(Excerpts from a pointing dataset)
§ §
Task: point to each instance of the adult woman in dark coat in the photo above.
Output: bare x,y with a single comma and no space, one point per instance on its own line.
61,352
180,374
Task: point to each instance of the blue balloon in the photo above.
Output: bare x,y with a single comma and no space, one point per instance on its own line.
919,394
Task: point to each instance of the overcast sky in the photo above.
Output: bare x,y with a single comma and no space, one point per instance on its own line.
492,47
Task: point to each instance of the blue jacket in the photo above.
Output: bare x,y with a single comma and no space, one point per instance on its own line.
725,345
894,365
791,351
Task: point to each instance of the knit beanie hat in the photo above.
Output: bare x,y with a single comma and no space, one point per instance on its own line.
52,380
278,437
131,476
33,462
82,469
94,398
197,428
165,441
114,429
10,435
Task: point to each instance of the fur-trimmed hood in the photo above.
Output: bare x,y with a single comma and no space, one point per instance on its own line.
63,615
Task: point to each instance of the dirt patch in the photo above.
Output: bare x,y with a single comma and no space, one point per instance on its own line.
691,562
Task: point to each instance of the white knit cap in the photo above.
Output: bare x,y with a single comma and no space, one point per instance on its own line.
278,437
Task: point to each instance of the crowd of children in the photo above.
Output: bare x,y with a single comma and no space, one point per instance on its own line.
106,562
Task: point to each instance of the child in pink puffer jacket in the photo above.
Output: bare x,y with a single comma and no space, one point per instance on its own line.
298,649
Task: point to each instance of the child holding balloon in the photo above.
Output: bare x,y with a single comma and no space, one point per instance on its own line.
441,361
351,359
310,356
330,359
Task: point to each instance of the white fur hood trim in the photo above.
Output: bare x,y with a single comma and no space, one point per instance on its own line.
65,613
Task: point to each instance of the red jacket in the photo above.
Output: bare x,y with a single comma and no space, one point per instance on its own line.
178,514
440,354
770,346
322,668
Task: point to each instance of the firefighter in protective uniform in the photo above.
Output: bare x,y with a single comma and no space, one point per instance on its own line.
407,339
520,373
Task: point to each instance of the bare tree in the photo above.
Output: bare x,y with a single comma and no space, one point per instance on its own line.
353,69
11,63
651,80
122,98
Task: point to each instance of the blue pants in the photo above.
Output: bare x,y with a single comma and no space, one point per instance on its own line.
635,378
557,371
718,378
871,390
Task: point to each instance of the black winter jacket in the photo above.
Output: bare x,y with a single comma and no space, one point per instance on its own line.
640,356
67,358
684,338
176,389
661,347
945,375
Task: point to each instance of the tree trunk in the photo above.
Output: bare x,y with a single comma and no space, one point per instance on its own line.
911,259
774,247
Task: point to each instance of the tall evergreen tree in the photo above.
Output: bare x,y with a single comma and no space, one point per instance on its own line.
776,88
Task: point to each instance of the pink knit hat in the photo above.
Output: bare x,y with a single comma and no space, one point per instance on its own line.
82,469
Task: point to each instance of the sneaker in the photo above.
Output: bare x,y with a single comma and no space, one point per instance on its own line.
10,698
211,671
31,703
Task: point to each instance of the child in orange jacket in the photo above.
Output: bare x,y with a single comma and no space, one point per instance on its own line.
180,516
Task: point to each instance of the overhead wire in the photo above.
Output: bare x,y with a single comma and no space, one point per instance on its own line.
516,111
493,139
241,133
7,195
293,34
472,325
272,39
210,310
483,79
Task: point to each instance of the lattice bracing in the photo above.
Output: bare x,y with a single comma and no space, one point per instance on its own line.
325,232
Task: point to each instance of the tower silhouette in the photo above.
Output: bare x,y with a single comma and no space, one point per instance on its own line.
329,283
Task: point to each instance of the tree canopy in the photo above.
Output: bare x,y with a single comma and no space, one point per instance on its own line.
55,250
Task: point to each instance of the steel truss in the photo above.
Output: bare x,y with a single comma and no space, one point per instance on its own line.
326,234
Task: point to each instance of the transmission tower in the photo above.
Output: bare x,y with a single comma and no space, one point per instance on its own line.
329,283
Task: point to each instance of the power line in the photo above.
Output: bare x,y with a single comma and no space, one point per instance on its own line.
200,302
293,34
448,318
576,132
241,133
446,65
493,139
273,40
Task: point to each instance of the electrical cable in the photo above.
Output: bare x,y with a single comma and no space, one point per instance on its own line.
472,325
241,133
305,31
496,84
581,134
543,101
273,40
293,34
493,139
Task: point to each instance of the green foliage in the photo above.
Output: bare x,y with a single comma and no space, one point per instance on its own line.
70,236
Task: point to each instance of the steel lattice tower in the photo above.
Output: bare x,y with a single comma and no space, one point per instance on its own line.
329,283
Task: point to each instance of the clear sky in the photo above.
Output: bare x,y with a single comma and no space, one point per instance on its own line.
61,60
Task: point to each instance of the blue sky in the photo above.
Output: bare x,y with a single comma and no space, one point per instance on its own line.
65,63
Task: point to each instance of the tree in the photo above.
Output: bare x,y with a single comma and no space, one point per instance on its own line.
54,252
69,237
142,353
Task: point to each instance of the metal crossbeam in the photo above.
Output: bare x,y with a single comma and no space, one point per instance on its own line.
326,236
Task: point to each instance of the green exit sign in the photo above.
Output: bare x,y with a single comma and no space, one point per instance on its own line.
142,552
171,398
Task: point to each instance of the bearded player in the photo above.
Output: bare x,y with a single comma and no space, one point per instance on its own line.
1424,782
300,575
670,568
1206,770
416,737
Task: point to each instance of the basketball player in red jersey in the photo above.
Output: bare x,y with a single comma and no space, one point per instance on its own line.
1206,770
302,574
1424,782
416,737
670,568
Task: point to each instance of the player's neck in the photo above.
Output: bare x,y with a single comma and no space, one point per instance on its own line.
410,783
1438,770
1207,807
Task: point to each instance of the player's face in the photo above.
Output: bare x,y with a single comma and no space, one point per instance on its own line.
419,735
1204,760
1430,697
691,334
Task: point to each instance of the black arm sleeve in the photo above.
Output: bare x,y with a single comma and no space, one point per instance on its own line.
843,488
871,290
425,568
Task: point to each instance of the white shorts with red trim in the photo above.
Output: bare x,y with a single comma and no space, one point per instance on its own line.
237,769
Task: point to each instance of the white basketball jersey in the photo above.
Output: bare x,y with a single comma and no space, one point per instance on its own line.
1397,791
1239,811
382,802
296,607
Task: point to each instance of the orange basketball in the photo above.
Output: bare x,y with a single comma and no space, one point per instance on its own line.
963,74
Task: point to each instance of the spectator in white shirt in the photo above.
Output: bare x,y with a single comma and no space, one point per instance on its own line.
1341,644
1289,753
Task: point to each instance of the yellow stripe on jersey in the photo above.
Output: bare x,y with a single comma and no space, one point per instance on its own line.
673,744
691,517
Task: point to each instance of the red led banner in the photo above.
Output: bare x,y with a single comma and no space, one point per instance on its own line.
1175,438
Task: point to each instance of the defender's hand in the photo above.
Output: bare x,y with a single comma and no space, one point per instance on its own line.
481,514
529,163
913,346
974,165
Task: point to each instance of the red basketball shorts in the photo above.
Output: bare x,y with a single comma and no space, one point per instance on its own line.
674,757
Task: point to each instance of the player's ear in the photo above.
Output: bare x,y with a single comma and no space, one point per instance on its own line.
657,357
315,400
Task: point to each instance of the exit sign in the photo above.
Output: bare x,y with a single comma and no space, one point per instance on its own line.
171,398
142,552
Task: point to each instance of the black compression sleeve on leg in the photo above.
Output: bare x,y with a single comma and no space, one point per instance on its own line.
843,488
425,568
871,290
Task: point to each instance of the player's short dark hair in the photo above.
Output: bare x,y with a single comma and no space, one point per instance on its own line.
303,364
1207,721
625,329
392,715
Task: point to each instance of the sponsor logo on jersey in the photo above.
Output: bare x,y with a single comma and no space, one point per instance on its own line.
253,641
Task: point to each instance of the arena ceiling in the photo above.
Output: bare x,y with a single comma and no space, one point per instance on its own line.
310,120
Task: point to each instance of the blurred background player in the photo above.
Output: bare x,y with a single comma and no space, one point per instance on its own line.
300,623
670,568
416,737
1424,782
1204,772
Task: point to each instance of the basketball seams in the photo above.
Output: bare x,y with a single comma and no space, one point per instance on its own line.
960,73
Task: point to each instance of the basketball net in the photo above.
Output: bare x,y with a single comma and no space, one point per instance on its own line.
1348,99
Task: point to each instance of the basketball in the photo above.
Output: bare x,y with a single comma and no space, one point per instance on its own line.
§ §
Stated goal. Please output everything from the line containing "Task: point to each instance of the basketball in" down to the end of the listing, word for word.

Correct result.
Task: point to each instance of the basketball in the photo above.
Output: bare x,y with a single comma and no space, one point per instance on its own line.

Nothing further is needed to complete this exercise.